**Given text:**
So what do you think?

Is this Partera dream impossible? stillborn? Or is that baby still growing inside of all of us, in each of you, that future for which you yearn?  We have forgotten that governments govern by consent. What are those things from which we need to withdraw our consent? 

Do you remember the Village Game? that experiential space in which you felt the pillage of colonialism + globalisation’s claws in the sinews of your being? the thrill of resistance? Remember the Mattress Game? the exposure of the pillars that uphold oppressive power? how each small group focussed on one pillar, identifying both its contribution to the situation of oppression and its weaknesses, its vulnerability to citizen activism? This is the time. Clearly, there is a ‘new superpower in the making:  awareness-based collective action’. 

What needs subverting, disrupting? what new thought, good idea, what new refusal to return to a ‘normal’ that was ugly and unjust for much of the world’s population and the future of the planet itself—presents itself for our/your support and action?  But, as we know, that ceasefire begins with us, and the wrestle with the internal pestilence that mars our own spirits,[ii] the every-day reclaiming of curiosity, compassion and courage.

With thanks to Ken Sehested for the artwork

Global ceasefire for us is a call, not just to quit wasting human resources and ingenuity in the business of killing, but a call to set aside grievances large and small—within families, our communities, to cross borders of  race and  class, of clan, tribe and ability, religion and gender; to let go of those grievances as less important than our life together on this planet.  There is no return to normal; our future has been severred from the past. The brutality of competition that scars the body of neoliberalism must be replaced with a political culture of co-operation. We haven’t been very good at this for a long time; we must learn how to do so now. 

Indian novelist, Arundhati Roy, calls the pandemic ‘a portal, a gateway between one world and the next’; that this is what pandemics do—forcing a break with the past, so that a new world can be imagined.  It is our choice.  What will we choose?

**Task brief:**
Carry on the piece about the Partera dream and a global ceasefire, picking up right after its final question, "What will we choose?"

**Data listing:**
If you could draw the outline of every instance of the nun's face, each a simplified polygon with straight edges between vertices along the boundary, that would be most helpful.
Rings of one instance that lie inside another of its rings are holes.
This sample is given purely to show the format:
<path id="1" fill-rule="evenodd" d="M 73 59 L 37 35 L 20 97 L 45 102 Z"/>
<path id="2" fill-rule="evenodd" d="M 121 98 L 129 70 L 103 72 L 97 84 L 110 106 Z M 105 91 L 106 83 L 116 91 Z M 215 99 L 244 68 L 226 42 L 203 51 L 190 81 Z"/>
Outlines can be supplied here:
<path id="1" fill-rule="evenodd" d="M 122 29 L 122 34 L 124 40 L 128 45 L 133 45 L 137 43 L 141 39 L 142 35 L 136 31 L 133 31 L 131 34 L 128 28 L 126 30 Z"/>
--
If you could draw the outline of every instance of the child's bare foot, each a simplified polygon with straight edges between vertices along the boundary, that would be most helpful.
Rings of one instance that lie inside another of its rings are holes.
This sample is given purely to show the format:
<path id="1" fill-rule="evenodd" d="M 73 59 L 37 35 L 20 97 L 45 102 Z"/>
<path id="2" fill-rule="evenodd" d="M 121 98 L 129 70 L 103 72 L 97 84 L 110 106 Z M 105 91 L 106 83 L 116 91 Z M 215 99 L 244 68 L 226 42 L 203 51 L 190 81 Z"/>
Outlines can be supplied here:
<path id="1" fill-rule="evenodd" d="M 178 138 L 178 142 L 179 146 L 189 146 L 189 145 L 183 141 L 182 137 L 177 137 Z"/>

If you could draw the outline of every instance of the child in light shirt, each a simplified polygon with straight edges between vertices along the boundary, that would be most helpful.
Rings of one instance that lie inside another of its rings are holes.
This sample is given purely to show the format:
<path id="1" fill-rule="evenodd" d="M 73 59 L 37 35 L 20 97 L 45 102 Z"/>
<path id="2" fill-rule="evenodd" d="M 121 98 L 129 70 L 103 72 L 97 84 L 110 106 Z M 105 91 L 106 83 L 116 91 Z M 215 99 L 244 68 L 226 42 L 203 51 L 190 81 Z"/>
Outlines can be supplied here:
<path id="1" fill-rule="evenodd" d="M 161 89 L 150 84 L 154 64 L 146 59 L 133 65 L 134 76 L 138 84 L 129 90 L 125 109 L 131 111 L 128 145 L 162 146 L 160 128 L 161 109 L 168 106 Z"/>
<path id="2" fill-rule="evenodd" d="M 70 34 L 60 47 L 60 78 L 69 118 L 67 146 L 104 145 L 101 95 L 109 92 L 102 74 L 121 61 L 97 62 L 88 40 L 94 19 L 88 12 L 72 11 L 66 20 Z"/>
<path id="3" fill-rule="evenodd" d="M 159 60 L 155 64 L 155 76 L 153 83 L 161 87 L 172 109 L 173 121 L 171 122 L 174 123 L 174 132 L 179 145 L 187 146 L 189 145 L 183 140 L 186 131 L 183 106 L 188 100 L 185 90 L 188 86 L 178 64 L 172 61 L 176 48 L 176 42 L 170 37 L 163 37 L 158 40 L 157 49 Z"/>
---
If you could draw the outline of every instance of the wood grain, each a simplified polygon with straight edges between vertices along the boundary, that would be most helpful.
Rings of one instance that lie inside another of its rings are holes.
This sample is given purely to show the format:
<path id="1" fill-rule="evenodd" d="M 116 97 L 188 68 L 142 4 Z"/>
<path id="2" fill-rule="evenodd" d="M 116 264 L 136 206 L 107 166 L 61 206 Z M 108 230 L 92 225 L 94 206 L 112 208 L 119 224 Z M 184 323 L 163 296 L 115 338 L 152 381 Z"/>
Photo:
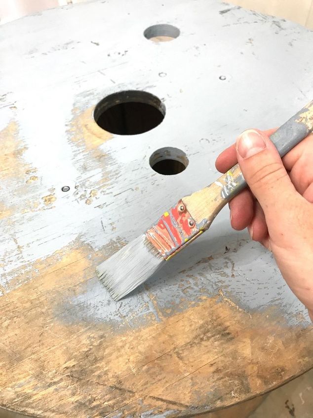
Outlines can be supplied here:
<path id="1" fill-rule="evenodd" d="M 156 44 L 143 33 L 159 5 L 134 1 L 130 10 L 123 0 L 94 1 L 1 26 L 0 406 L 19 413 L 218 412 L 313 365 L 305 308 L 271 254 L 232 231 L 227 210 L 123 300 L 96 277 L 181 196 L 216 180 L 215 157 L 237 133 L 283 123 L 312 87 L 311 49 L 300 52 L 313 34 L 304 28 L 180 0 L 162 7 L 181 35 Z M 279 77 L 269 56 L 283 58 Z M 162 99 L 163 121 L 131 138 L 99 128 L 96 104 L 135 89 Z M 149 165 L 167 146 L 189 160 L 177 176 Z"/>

**Output:**
‘We can choose to walk through it, dragging the carcasses of our prejudice and hatred, our avarice, our data banks and dead ideas, our dead rivers and smoky skies behind us. Or we can walk through lightly, with little luggage, ready to imagine another world. And ready to fight for it.’  

Dear Partners in Peace:

You can change the world.  You’ve been doing it for awhile now.  What are you thinking? What are you writing? What are you doing? 

Please share your stories on the Partera International Facebook page or by e-mail for posting on the Partera website.

What is the opening, no matter how small or how overwhelmingly large, that invites you to walk in, to make a difference, to help steer us into another world? 

What are your resources, your toolboxes, your wellsprings?

Remember the web of connection that we would weave at the end of a training? What new threads can we create, what old ones can we strengthen and renew for co-operative action?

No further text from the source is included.